Your task.
Output the data below in full, byte for byte. Nothing may differ.

Coordinate labeling data:
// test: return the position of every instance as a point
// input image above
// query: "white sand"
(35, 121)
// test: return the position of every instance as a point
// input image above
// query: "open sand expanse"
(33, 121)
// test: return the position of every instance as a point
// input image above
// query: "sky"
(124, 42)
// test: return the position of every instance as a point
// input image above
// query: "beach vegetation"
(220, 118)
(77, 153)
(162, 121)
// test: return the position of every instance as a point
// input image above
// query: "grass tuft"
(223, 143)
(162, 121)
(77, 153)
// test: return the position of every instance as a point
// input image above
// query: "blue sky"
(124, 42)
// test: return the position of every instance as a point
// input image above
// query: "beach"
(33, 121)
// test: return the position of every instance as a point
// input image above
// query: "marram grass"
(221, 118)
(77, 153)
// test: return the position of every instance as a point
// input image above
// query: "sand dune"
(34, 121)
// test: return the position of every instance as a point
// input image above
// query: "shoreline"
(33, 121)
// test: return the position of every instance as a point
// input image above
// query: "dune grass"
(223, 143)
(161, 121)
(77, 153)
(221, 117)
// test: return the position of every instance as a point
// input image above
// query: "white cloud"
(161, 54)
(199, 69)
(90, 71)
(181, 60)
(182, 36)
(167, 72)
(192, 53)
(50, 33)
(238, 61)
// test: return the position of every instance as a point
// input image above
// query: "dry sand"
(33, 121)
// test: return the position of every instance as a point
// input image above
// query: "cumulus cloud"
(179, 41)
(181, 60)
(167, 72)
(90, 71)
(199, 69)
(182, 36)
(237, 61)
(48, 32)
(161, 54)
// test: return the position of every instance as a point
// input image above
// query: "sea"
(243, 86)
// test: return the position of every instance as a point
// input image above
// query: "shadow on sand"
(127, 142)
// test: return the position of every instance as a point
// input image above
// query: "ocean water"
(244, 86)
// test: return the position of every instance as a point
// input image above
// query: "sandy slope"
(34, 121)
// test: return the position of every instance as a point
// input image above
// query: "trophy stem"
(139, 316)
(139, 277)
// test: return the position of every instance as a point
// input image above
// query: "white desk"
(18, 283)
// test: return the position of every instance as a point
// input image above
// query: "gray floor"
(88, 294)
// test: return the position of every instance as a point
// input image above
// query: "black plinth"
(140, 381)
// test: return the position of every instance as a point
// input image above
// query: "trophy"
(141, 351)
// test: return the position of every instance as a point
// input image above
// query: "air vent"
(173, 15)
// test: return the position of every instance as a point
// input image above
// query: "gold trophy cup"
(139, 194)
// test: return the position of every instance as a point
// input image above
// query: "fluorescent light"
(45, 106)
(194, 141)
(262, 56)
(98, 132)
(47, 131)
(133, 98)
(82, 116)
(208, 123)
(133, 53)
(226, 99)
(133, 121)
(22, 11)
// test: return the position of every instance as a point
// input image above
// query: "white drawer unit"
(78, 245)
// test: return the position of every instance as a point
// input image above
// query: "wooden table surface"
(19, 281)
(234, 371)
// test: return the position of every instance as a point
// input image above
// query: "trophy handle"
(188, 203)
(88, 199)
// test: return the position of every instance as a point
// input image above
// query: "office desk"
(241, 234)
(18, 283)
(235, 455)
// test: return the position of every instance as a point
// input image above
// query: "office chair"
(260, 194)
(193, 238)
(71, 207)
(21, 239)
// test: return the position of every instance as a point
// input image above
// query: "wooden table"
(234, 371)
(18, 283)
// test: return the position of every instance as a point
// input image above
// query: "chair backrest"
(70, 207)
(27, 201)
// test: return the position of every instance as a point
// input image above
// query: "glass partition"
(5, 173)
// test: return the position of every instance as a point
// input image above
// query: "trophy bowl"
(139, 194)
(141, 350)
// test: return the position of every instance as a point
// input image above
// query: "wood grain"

Final result.
// test: return the position of every instance as a point
// input image above
// query: "white sand"
(35, 121)
// test: return the position of every instance as a point
// input image above
// query: "open sand expanse"
(33, 121)
// test: return the position of every instance as a point
// input image above
// query: "sky"
(124, 42)
// test: return the position of every instance as a point
// input image above
// query: "beach vegetation"
(220, 118)
(77, 153)
(162, 121)
// test: return the position of every instance as a point
// input image above
// query: "grass tuft"
(223, 143)
(162, 121)
(77, 153)
// test: return the position of every instance as a point
// input image above
// query: "blue sky"
(124, 42)
// test: return the position of every instance as a point
// input image above
// query: "beach"
(33, 121)
// test: return the position of every instance as a point
// input image above
// query: "marram grass"
(221, 118)
(77, 153)
// test: return the position of every instance as a point
// input image above
// query: "sand dune"
(34, 121)
// test: return the position of every instance as a point
// input image above
// query: "shoreline"
(33, 121)
// test: return the position of every instance as a point
// input image above
// query: "dune grass"
(223, 143)
(161, 121)
(77, 153)
(221, 117)
// test: return the position of every instance as a point
// input image above
// query: "white cloud"
(161, 54)
(199, 69)
(90, 71)
(181, 60)
(182, 36)
(167, 72)
(192, 53)
(50, 33)
(238, 61)
// test: return the position of every instance as a point
// input image above
// query: "dry sand"
(33, 121)
// test: return the position of every instance as a point
// input image above
// query: "cumulus cloud"
(179, 41)
(181, 60)
(167, 72)
(90, 71)
(199, 69)
(182, 36)
(237, 61)
(48, 32)
(161, 54)
// test: return the position of every instance as a point
// input image above
// query: "sea"
(243, 86)
// test: return the position of every instance as a point
// input image above
// query: "shadow on sand"
(127, 142)
// test: return the position of every instance as a point
// input image above
// query: "ocean water"
(244, 86)
// test: return the position of every instance as a point
// input image above
// query: "sandy slope"
(34, 121)
// test: return the position of every instance as a point
// input image above
// query: "trophy stem"
(139, 316)
(139, 277)
// test: return the position of every instance as a point
// input image above
// query: "white desk"
(18, 283)
// test: return the position of every instance as a point
// input image above
// query: "gray floor"
(88, 294)
// test: return the position of every instance as a point
// input image above
// query: "black plinth"
(140, 381)
// test: return the position of every instance as a point
// input image above
// query: "trophy"
(141, 351)
// test: return the position of every instance as a point
// input image above
// query: "air vent"
(173, 15)
// test: return the position of every instance as a point
// input image above
// query: "gold trophy cup"
(139, 194)
// test: return the position of every instance as a point
// input image above
// query: "fluorescent light"
(45, 106)
(194, 141)
(262, 56)
(98, 132)
(47, 131)
(133, 98)
(82, 116)
(208, 123)
(133, 53)
(226, 99)
(133, 121)
(22, 11)
// test: return the position of every instance as a point
// input image above
// query: "white drawer unit"
(78, 245)
// test: return the position of every instance as a point
// input image above
// query: "wooden table surface"
(19, 281)
(234, 371)
// test: return the position of every instance as a point
// input image above
// query: "trophy handle"
(188, 203)
(88, 199)
// test: return the position of every instance as a point
// input image above
// query: "office desk"
(241, 234)
(18, 283)
(235, 455)
// test: return the position of every instance as a point
// input image above
// query: "office chair"
(260, 194)
(193, 238)
(71, 207)
(21, 239)
// test: return the position of every instance as a point
// input image above
// query: "wooden table"
(234, 371)
(18, 283)
// test: return the position of every instance as a point
// input image above
// query: "chair backrest"
(70, 207)
(27, 201)
// test: return the position of every instance as a point
// input image above
// query: "glass partition"
(5, 173)
// test: return the position of every instance as a point
// input image above
// query: "trophy bowl"
(139, 194)
(141, 350)
// test: return the position of every instance as a point
// input image above
// query: "wood grain"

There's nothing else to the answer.